### Task
Retype the part of the rows that opens at their very first line and closes with the line containing "[429,162,520,284]", both of those lines included.

** BEGIN Data extract **

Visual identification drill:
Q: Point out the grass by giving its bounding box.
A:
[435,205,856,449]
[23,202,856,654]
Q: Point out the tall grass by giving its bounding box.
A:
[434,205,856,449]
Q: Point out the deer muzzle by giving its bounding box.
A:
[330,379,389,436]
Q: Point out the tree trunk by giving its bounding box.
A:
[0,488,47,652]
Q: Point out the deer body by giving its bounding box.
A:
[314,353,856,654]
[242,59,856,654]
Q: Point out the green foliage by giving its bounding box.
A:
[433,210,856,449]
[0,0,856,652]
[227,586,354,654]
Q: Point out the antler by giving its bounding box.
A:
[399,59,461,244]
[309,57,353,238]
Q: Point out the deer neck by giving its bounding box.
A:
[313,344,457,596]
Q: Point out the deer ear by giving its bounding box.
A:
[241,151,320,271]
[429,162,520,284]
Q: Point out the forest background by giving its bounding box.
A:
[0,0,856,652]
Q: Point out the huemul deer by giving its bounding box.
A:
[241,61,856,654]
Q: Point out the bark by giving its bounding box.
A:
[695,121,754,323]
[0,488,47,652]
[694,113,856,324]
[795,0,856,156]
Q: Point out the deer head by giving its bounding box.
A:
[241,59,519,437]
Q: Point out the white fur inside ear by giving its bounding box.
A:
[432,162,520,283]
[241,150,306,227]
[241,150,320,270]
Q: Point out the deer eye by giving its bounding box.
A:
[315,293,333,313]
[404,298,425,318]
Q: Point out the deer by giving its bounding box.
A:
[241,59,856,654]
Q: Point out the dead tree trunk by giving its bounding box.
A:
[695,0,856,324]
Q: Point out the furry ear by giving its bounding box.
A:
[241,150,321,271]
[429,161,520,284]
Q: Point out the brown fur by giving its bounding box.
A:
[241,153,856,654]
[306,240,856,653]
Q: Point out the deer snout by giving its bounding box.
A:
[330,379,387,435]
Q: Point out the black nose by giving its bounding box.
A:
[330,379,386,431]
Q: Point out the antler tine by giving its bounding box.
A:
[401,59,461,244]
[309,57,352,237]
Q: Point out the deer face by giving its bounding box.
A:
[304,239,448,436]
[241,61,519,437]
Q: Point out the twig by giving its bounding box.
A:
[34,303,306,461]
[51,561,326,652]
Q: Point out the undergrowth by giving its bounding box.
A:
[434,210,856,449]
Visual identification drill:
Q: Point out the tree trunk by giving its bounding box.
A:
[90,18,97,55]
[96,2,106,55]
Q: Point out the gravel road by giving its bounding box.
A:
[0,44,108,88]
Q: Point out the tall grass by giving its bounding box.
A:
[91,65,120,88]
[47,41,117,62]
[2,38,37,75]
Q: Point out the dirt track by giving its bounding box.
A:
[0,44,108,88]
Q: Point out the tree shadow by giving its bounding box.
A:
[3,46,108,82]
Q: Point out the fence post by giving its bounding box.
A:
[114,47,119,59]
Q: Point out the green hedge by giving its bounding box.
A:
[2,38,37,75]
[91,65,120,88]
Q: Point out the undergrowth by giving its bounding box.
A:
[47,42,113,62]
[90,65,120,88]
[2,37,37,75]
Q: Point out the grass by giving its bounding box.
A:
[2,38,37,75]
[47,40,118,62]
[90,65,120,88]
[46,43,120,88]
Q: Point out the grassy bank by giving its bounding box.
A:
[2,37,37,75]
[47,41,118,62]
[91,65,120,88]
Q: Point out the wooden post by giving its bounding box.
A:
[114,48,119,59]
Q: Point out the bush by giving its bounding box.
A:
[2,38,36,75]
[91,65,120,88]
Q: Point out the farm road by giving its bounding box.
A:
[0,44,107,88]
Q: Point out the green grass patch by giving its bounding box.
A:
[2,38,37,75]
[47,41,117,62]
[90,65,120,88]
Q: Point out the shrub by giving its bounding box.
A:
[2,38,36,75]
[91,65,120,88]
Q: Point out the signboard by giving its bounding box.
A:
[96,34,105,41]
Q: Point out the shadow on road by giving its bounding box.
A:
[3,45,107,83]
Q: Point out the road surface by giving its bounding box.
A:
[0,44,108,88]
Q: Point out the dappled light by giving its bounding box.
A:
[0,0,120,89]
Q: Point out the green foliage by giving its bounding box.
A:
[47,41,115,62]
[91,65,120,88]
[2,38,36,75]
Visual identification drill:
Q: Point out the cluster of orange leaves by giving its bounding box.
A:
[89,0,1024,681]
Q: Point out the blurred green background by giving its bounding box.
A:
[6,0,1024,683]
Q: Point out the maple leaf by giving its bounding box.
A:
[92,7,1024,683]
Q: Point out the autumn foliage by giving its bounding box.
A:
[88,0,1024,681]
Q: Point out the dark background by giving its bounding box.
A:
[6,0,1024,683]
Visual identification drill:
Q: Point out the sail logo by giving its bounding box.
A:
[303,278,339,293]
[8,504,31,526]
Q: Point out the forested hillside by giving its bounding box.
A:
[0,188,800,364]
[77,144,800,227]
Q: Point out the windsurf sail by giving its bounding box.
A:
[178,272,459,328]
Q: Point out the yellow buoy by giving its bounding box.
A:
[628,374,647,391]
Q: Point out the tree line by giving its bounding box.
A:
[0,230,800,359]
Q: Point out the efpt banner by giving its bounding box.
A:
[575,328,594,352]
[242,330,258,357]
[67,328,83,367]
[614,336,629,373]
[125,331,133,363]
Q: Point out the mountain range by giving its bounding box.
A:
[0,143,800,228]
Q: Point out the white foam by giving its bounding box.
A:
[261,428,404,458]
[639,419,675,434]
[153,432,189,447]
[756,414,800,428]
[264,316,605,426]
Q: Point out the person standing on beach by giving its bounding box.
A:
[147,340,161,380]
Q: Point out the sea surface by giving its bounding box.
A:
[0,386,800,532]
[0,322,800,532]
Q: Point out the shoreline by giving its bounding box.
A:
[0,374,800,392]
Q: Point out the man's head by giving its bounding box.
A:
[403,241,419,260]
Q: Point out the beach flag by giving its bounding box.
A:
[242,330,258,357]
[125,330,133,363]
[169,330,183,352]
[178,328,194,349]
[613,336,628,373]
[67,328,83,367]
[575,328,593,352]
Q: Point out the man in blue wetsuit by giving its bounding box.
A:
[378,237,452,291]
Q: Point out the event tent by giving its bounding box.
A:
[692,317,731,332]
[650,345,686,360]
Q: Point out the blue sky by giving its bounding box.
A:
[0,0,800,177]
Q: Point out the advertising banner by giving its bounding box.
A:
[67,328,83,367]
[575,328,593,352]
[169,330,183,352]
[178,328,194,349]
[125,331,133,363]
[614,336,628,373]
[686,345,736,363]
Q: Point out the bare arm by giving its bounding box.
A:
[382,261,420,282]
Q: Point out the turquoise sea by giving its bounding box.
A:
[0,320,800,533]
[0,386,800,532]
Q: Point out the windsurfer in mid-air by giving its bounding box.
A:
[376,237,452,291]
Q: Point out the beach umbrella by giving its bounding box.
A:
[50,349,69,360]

** END Data extract **

### Answer to the exercise
Visual identification drill:
Q: Point out the grass by giving its bounding box.
A:
[435,205,856,449]
[23,202,856,654]
Q: Point out the tall grass by giving its bounding box.
A:
[434,205,856,449]
Q: Point out the deer muzzle by giving its bounding box.
A:
[330,379,389,436]
Q: Point out the tree trunk by giving its bounding box.
A:
[0,488,47,652]
Q: Point out the deer body by giving its bounding box.
A:
[314,353,856,654]
[242,59,856,654]
Q: Point out the green foliage by giving its bounding box.
A:
[433,210,856,449]
[0,0,856,652]
[227,586,354,654]
Q: Point out the antler by giving its bounding box.
A:
[399,59,461,244]
[309,57,353,238]
Q: Point out the deer neck by giving its bounding box.
A:
[313,344,457,596]
Q: Point out the deer ear by giving its bounding box.
A:
[241,151,320,271]
[429,162,520,284]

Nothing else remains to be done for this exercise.